**Set task:** Copy these lines word for word.

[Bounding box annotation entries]
"""

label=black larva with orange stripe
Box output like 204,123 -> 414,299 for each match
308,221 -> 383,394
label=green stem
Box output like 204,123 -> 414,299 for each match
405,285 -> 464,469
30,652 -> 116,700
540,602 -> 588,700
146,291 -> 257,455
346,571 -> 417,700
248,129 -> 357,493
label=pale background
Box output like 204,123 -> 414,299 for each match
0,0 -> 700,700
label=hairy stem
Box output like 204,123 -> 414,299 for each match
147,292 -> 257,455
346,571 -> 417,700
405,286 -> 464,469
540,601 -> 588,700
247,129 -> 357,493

"""

**Answer to this problem:**
label=black larva with orange stripe
Box output like 204,123 -> 414,299 for each match
308,221 -> 383,394
label=green stem
Box output like 204,123 -> 414,299 for each match
405,285 -> 464,469
30,652 -> 116,700
540,602 -> 588,700
146,291 -> 257,455
346,571 -> 417,700
248,129 -> 357,493
label=pale background
Box output like 204,123 -> 414,299 for each match
0,0 -> 700,700
label=hairy stem
Box output like 204,123 -> 414,299 for each match
147,292 -> 257,455
346,571 -> 417,700
405,286 -> 464,469
540,601 -> 588,700
247,129 -> 357,493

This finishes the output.